Point localization data:

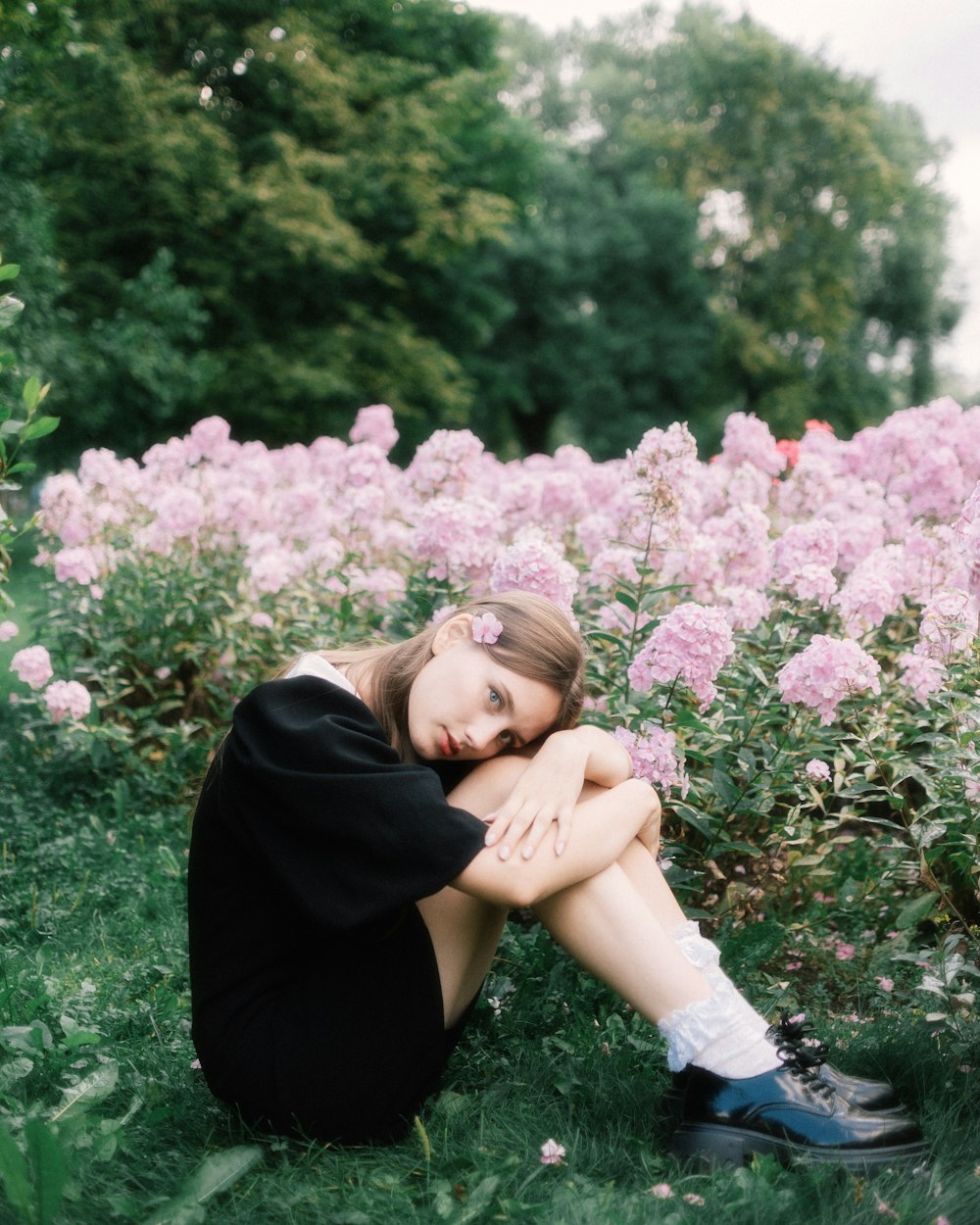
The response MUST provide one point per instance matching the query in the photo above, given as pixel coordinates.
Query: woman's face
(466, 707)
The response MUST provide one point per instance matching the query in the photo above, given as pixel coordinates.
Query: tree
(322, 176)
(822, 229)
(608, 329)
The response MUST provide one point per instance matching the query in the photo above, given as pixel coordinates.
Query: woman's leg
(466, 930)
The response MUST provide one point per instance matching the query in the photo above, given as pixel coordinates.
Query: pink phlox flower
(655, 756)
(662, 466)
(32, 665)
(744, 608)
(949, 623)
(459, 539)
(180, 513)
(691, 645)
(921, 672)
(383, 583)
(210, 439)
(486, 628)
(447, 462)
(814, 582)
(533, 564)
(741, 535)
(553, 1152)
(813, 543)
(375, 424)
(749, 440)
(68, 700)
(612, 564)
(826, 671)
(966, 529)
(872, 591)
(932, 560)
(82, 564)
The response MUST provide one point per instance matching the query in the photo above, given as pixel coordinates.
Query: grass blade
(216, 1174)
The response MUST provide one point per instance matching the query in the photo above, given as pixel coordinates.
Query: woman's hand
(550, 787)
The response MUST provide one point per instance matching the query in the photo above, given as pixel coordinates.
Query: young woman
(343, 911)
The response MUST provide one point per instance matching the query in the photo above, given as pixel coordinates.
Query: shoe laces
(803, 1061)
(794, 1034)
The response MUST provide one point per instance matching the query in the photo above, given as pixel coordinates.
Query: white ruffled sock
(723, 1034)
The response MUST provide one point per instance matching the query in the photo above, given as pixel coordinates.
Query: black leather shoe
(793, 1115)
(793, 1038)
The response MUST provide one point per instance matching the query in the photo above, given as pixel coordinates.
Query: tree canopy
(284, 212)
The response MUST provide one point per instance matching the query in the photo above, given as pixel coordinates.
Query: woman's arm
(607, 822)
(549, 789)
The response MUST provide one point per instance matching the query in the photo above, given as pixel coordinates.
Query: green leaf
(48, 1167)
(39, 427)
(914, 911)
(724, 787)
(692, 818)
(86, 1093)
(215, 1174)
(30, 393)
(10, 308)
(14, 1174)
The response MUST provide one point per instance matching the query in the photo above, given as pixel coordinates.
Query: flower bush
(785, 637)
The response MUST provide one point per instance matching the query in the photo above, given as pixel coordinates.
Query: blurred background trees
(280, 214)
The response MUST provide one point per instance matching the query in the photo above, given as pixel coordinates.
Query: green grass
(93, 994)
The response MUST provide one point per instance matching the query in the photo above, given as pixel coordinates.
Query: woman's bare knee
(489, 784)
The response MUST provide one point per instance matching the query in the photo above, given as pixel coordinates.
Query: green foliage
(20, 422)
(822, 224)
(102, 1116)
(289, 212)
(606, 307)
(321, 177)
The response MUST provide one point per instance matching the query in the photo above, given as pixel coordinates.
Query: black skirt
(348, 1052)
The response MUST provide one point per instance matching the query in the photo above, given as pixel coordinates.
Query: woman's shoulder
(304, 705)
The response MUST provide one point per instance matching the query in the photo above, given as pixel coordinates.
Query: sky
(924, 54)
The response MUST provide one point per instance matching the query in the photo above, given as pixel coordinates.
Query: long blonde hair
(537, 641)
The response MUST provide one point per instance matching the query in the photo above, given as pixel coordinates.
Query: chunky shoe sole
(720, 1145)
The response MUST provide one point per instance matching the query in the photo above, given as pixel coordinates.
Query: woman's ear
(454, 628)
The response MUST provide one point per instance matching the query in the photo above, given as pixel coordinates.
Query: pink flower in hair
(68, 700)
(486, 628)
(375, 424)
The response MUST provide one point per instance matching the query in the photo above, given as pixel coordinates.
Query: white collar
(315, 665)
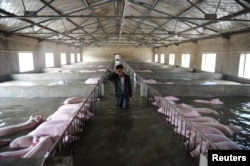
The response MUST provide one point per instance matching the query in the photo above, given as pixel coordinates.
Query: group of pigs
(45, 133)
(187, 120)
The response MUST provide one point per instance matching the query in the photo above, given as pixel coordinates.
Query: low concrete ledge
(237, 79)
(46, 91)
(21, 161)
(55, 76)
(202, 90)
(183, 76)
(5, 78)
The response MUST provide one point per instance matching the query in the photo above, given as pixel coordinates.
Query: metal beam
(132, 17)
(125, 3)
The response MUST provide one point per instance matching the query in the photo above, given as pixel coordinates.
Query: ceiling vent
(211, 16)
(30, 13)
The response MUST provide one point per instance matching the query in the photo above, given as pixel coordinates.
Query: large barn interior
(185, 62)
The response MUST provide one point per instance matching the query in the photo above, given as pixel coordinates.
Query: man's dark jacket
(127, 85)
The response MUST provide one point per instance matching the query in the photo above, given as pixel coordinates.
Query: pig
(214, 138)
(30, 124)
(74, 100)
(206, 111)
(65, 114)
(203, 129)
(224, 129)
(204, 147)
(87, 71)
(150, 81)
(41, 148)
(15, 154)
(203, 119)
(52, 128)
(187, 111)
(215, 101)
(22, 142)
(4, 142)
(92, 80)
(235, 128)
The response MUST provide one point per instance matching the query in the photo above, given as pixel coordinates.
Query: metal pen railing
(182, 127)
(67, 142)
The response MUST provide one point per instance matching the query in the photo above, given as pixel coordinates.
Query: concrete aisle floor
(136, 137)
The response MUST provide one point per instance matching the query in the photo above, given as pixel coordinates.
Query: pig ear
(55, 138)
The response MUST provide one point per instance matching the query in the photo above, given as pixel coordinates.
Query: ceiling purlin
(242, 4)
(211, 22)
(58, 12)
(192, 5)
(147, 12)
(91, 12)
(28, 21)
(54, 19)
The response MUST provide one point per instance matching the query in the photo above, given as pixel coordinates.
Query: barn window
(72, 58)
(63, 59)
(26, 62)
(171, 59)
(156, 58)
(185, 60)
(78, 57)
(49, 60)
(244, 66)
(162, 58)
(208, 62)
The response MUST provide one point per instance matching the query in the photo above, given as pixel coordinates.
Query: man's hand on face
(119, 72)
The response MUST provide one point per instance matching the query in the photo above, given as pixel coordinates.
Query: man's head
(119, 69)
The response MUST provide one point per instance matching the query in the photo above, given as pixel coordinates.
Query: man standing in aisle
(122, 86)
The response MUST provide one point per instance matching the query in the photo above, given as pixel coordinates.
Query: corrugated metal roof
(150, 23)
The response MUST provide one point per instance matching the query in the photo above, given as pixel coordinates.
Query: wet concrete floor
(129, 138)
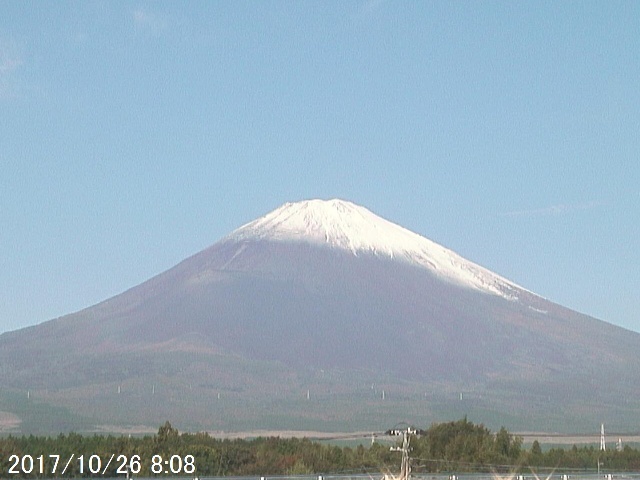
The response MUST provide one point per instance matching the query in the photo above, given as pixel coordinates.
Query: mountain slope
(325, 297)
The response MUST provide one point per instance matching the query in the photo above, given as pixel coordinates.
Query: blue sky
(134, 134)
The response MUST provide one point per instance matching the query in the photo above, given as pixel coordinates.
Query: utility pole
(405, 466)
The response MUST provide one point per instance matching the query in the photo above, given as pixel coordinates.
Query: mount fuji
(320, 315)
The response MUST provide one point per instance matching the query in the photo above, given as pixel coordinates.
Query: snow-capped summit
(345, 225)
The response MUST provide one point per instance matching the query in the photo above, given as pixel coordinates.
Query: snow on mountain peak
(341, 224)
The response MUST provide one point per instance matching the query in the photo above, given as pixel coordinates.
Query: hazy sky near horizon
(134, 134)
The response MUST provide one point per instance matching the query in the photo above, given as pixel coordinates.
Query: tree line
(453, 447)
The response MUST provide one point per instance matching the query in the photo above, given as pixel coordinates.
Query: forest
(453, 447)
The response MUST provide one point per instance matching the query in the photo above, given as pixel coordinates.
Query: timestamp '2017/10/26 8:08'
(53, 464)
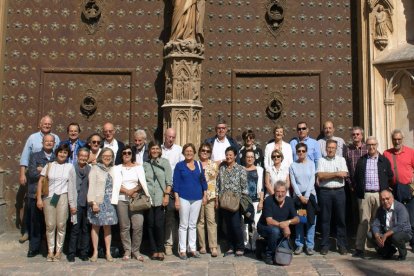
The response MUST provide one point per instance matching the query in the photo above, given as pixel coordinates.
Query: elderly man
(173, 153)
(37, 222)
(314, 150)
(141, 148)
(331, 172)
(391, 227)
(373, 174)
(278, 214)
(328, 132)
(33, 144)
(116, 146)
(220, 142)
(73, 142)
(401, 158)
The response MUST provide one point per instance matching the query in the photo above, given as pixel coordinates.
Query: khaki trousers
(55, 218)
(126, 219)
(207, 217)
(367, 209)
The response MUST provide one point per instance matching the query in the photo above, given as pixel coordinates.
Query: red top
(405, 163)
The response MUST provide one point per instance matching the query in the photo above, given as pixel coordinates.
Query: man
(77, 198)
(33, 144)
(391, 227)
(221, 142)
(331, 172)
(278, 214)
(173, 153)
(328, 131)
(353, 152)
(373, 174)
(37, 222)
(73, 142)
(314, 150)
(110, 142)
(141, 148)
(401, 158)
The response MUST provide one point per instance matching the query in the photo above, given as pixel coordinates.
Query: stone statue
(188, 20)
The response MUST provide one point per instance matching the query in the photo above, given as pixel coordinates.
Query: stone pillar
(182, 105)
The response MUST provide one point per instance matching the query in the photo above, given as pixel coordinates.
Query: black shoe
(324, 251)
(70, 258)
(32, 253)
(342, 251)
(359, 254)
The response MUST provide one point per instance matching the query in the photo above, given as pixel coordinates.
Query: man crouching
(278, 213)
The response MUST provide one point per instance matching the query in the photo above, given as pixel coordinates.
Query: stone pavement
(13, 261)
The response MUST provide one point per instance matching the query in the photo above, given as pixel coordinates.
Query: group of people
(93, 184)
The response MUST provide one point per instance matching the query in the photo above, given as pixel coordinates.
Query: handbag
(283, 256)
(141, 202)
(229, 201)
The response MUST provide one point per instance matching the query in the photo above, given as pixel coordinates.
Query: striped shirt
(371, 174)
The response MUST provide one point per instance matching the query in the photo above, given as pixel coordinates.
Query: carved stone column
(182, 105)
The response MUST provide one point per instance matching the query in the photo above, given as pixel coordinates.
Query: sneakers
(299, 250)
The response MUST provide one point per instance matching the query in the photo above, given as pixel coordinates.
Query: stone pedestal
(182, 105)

Brief:
The answer consists only of the lines from the one containing "Query: stone statue" to the end of the records, each written out exactly.

Answer space:
Query: stone statue
(188, 20)
The response MUST provide one point per instance matching the query in the photo above, given as pixel coordinates.
Query: stone pillar
(182, 105)
The response MUST provide one point per instance matching the query in the photo above, given as pixel coordinates.
Query: black shoe
(324, 251)
(70, 258)
(32, 253)
(342, 251)
(359, 254)
The response MUST provide one point per instance matching the query in the photo above, given as pixel coordinates.
Query: man crouching
(278, 213)
The response MUST provide one point per instance matching the query in the photo above, given as pixel coordinates.
Query: stone pavement
(13, 261)
The response MUST provide one point per instance matching the query in the photo above, given as pixel coordinates.
Query: group of people
(93, 184)
The response MUST provide one point per instance matching the query in the photo above, given as pixel coordinates.
Query: handbag
(283, 256)
(141, 202)
(229, 201)
The response MUST provide one point per instance matching the query in the photo above, given as pixel coordinates.
Query: striped shirt
(371, 174)
The response MUST provide one point per instance matching the query in the photo above, given as pixel coordinates.
Query: carved stone column
(182, 105)
The response MUST provide one point per instance matching the query in the photo above, given as pixel coordinates.
Query: sneakers
(299, 250)
The response MUST provide one point per instance matching the query in the photo above, given as pixel coordinates.
Query: stone pedestal
(182, 105)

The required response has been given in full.